• DATA PROVIDED:

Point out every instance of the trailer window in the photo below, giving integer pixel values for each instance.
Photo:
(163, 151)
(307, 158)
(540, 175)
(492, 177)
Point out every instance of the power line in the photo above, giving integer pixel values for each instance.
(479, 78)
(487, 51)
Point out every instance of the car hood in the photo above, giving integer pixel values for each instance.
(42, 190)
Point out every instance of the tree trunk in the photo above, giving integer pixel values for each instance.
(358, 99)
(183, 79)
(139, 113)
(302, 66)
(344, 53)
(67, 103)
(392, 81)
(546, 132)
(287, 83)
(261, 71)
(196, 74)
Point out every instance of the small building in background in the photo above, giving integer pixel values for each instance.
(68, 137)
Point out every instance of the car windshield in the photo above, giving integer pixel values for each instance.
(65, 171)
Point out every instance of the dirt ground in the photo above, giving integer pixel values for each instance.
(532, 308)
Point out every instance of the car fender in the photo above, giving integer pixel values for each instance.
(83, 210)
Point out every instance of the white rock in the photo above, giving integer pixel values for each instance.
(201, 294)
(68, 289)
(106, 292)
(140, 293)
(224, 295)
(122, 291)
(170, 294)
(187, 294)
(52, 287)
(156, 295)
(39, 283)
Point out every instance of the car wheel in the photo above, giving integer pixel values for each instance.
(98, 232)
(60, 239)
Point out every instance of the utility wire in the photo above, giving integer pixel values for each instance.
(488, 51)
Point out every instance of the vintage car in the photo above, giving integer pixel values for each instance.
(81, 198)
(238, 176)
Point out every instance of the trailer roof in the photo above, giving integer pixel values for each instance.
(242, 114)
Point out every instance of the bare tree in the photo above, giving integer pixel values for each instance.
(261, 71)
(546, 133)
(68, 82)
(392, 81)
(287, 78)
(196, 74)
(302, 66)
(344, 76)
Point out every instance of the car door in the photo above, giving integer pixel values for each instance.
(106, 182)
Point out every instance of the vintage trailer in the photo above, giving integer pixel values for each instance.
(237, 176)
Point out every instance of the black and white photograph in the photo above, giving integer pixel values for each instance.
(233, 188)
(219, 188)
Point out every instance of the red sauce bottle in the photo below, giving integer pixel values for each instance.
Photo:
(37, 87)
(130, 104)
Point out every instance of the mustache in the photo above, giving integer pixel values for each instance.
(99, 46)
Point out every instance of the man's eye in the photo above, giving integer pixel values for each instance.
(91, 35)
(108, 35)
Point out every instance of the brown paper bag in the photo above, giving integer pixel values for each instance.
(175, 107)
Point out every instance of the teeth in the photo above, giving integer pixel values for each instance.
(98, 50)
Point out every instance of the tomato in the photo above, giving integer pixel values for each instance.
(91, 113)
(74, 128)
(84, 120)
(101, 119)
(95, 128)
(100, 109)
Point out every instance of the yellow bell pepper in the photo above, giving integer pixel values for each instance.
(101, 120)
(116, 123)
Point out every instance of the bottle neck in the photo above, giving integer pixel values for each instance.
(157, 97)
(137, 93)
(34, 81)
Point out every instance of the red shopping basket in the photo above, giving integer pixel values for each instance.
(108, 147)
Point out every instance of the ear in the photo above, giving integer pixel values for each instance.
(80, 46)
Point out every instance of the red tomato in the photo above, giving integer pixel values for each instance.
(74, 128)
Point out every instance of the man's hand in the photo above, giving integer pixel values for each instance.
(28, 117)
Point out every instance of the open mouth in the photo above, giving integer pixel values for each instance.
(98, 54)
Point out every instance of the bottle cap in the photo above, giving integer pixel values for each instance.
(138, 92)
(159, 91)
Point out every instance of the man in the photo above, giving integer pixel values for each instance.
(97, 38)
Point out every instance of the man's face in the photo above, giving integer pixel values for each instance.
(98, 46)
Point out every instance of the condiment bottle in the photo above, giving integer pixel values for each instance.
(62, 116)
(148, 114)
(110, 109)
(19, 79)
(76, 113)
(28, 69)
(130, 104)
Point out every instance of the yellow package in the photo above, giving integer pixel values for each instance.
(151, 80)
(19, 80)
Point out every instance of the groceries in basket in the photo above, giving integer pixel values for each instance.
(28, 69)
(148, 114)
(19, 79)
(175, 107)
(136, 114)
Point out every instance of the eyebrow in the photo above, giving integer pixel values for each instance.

• WHAT YOU ARE ASKED TO DO:
Report the lines above that have the word "below" in them.

• SOLUTION:
Point out every instance of the trailer window in the photo below, giving integer pixel values for each instance.
Point out every instance of the red sauce bottle in the photo below, giving integer pixel values for each instance.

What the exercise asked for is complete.